## What you need to do
Return every line of the entries below that contains the word "woman", copying each such line in full.
## start
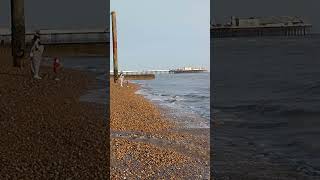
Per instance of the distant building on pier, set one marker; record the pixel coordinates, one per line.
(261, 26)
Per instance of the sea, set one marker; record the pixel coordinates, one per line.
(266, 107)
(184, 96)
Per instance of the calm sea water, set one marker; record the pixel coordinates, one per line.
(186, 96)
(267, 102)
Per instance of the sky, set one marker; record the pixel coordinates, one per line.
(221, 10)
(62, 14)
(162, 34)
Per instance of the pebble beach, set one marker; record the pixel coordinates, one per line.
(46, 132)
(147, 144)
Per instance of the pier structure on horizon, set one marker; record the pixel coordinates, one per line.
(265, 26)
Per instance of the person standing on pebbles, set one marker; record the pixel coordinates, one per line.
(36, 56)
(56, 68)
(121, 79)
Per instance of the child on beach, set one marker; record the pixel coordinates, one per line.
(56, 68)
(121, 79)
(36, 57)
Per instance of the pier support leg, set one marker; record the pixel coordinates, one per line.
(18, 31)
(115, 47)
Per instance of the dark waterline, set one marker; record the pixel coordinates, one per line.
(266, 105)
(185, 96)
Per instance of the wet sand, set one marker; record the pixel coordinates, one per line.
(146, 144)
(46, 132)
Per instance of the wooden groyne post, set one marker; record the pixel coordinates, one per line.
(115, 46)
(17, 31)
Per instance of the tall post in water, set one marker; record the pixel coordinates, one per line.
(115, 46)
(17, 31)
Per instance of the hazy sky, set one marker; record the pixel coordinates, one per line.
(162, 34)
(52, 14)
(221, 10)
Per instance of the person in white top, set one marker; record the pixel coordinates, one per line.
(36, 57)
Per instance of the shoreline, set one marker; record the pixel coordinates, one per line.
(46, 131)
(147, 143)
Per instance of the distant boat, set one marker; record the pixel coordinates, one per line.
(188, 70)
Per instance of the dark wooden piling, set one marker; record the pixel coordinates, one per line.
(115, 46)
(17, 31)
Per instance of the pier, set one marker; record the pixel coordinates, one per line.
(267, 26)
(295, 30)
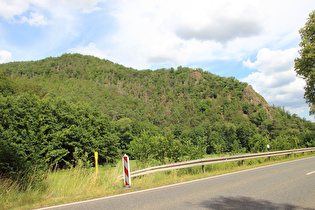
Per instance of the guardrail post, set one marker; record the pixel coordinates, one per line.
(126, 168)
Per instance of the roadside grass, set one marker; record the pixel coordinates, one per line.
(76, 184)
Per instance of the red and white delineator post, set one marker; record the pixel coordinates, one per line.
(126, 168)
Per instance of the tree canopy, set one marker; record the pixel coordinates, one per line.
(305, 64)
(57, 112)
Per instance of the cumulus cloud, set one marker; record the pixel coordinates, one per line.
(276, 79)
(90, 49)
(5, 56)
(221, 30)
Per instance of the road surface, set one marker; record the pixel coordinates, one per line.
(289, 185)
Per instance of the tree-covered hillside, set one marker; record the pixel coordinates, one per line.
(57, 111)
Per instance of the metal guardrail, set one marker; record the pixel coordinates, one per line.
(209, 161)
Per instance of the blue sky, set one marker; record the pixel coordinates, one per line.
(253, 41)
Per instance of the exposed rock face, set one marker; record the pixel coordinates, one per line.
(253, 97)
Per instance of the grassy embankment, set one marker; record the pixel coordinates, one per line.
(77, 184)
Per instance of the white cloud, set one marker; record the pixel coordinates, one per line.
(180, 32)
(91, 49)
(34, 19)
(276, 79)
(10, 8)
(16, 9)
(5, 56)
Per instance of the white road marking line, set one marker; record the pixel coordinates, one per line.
## end
## start
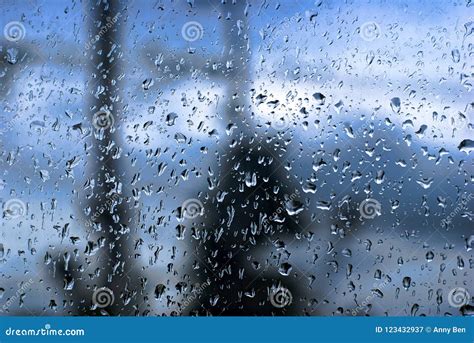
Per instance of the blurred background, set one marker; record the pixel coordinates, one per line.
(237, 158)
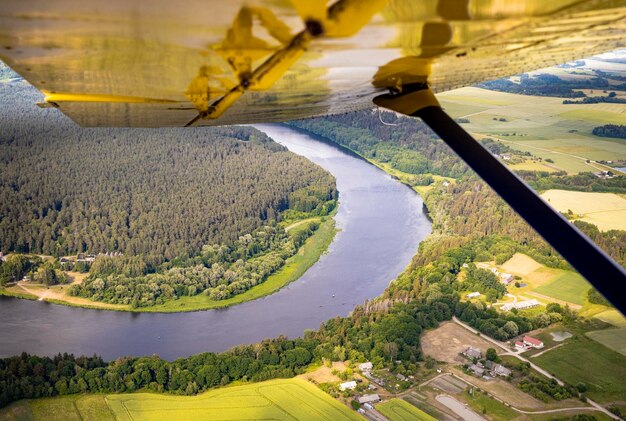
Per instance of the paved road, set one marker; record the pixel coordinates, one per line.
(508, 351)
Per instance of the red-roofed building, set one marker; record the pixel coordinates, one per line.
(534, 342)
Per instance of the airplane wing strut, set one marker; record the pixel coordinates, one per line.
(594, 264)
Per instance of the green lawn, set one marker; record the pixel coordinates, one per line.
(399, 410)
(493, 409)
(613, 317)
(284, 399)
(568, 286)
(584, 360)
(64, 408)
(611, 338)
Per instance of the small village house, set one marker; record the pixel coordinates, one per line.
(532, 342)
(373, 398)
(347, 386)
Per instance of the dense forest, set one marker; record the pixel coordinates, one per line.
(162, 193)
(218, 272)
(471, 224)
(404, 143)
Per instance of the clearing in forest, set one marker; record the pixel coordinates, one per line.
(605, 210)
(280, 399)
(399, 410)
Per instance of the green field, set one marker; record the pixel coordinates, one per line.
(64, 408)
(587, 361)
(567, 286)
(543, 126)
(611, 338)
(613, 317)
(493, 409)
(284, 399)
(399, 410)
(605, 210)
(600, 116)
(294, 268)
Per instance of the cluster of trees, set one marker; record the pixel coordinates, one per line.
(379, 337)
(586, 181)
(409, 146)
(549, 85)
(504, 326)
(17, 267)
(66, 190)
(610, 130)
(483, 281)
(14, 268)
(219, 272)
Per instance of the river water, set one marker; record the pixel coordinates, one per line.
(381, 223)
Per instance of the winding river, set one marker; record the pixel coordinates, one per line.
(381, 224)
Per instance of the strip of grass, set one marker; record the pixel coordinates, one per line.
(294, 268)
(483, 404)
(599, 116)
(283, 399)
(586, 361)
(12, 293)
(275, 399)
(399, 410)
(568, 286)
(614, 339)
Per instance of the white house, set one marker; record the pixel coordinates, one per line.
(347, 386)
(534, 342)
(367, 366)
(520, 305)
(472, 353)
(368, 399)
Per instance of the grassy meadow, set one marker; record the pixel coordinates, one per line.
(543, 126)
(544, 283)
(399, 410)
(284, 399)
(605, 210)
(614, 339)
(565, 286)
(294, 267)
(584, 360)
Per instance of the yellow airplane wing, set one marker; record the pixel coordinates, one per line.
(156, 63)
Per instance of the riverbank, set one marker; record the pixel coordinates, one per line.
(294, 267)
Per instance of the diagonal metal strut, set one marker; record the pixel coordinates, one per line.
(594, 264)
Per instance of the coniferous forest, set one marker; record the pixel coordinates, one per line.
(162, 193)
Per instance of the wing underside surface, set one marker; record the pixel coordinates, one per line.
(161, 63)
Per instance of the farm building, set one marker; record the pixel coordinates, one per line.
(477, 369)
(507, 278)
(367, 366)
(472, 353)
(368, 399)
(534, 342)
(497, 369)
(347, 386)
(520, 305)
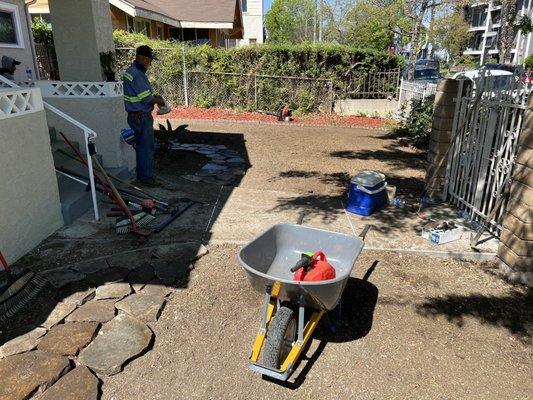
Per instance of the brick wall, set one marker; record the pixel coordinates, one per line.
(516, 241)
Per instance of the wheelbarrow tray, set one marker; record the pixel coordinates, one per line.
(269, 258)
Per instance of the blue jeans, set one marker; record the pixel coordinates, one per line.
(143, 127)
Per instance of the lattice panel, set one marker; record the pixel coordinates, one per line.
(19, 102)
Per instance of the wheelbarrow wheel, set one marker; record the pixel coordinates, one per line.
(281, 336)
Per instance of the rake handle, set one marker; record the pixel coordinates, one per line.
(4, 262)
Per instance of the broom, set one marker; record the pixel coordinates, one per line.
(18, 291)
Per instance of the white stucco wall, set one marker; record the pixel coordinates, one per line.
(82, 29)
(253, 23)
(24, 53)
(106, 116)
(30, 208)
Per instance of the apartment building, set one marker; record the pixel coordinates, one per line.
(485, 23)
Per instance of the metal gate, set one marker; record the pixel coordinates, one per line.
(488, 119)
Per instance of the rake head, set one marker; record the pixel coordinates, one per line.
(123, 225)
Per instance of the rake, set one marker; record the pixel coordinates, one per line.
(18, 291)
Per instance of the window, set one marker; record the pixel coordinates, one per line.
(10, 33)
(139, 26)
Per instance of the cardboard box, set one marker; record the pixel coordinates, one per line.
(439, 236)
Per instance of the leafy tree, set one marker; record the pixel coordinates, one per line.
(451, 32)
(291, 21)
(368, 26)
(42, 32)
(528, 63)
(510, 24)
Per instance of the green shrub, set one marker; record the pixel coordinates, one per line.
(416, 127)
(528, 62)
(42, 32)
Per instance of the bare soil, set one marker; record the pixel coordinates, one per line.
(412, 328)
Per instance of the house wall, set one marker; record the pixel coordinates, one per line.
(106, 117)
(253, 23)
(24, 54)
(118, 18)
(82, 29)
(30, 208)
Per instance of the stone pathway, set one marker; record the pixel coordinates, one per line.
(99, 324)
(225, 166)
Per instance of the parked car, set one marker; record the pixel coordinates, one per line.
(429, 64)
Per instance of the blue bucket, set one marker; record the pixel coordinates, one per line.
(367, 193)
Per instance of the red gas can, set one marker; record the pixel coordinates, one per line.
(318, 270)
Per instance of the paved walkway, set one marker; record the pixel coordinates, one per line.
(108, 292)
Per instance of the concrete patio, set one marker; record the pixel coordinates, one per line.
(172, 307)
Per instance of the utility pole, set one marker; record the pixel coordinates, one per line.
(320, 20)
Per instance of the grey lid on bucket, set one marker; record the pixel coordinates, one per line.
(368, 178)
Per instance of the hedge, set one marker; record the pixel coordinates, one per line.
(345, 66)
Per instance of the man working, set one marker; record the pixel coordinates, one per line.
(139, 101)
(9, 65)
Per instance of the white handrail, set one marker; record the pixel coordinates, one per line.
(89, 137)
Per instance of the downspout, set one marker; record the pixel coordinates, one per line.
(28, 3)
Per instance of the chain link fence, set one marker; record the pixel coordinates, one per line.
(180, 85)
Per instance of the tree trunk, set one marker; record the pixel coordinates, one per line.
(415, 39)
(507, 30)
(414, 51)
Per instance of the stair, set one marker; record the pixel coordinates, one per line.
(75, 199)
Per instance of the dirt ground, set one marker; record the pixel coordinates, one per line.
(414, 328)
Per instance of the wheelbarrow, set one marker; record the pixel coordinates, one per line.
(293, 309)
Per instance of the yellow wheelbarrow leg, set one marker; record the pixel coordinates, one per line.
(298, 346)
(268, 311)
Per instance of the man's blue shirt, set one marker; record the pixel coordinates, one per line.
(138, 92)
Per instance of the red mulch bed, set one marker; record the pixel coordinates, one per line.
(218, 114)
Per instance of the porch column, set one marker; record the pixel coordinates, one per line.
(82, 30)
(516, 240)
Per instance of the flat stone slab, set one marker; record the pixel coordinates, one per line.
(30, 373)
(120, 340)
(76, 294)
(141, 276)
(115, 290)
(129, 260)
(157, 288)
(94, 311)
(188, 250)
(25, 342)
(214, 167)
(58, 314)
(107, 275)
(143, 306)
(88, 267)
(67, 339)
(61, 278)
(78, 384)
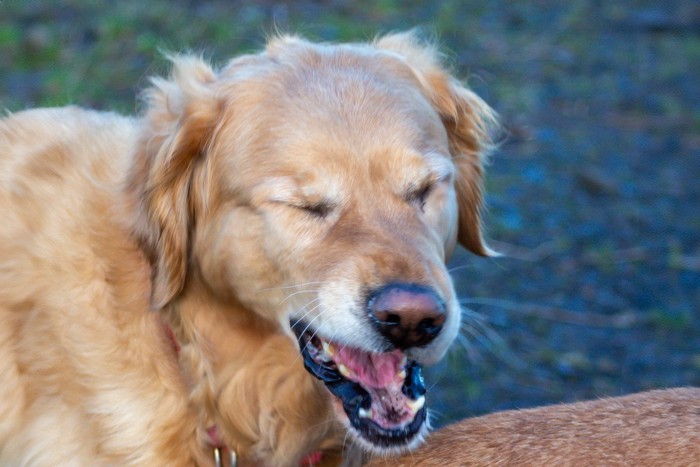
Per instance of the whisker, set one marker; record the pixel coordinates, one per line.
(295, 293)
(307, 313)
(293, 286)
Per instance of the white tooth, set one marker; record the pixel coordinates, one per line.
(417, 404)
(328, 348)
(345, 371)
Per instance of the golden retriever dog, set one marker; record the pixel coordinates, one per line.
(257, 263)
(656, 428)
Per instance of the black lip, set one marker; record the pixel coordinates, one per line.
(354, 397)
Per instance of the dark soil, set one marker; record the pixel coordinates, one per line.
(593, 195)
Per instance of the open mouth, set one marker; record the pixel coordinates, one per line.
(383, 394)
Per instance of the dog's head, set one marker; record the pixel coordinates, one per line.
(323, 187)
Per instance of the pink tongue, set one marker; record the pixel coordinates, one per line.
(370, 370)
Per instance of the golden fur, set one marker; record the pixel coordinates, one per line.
## end
## start
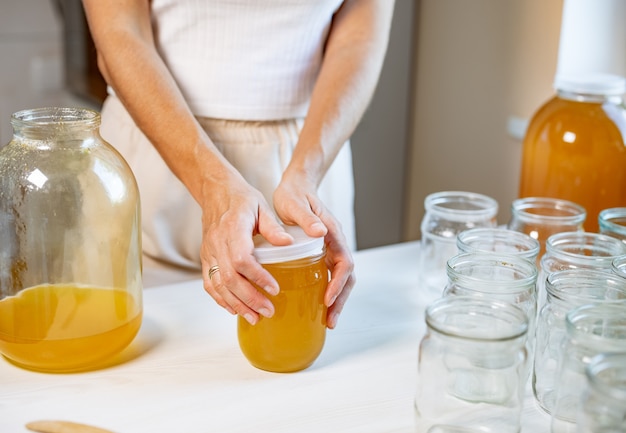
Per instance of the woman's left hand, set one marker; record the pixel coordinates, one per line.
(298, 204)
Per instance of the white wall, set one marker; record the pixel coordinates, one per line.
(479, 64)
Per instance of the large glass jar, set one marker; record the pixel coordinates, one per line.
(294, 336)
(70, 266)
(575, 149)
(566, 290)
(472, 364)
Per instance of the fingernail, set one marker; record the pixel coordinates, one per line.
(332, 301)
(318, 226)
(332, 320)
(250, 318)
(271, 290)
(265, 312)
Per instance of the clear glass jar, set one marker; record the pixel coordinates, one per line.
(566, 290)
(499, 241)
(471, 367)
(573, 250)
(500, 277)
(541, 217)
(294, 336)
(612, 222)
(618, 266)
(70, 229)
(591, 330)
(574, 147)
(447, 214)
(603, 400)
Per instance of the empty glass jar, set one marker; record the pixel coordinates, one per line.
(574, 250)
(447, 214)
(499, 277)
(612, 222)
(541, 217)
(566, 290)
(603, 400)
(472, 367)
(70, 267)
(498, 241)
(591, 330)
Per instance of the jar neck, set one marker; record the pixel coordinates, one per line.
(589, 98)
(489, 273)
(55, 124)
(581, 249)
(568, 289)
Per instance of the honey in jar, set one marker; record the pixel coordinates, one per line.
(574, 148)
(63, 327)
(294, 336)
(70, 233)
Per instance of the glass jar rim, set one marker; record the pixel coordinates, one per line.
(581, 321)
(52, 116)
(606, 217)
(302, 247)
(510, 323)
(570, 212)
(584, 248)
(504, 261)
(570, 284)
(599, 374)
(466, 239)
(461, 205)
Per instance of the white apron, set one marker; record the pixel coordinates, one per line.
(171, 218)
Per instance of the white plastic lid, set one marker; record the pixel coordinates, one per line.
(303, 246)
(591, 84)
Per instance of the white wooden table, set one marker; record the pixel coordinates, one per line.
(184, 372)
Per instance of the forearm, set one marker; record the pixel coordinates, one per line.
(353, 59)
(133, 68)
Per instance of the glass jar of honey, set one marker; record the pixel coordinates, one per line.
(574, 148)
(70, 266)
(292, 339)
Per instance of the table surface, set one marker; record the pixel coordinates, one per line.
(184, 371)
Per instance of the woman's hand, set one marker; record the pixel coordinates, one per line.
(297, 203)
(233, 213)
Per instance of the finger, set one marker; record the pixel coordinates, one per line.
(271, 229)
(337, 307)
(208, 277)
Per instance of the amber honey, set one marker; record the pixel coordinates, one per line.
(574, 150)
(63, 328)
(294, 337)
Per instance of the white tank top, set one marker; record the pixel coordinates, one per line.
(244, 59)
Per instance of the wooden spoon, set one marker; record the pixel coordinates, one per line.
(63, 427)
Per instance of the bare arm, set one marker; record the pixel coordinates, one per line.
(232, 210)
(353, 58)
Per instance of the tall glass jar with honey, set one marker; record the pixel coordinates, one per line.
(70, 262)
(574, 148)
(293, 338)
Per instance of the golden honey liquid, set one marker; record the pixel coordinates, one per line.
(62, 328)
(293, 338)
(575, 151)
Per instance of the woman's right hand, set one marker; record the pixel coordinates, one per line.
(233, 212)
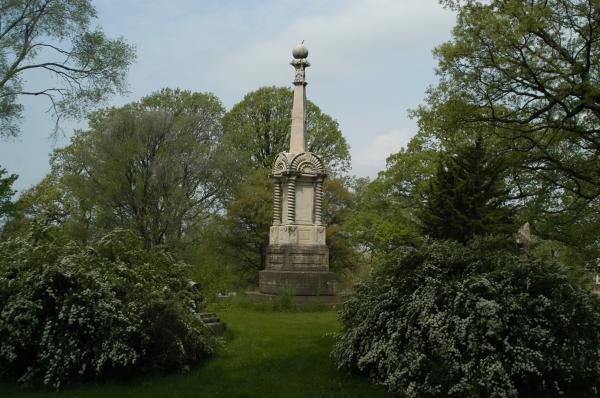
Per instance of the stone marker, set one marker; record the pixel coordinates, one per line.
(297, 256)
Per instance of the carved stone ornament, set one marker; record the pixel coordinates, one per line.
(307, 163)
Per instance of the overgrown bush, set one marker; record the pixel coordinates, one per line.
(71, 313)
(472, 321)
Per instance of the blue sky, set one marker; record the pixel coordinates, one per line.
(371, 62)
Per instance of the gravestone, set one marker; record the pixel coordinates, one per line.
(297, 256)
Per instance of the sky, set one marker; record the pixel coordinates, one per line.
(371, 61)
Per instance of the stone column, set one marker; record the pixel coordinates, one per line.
## end
## In response
Per instance of the woman's left hand, set one marker; record the pixel coordinates, one per line.
Per instance of the woman's hand, set one marker; record the pixel coordinates, one per line.
Per instance of the woman's right hand, set one marker; record the pixel coordinates, one per line.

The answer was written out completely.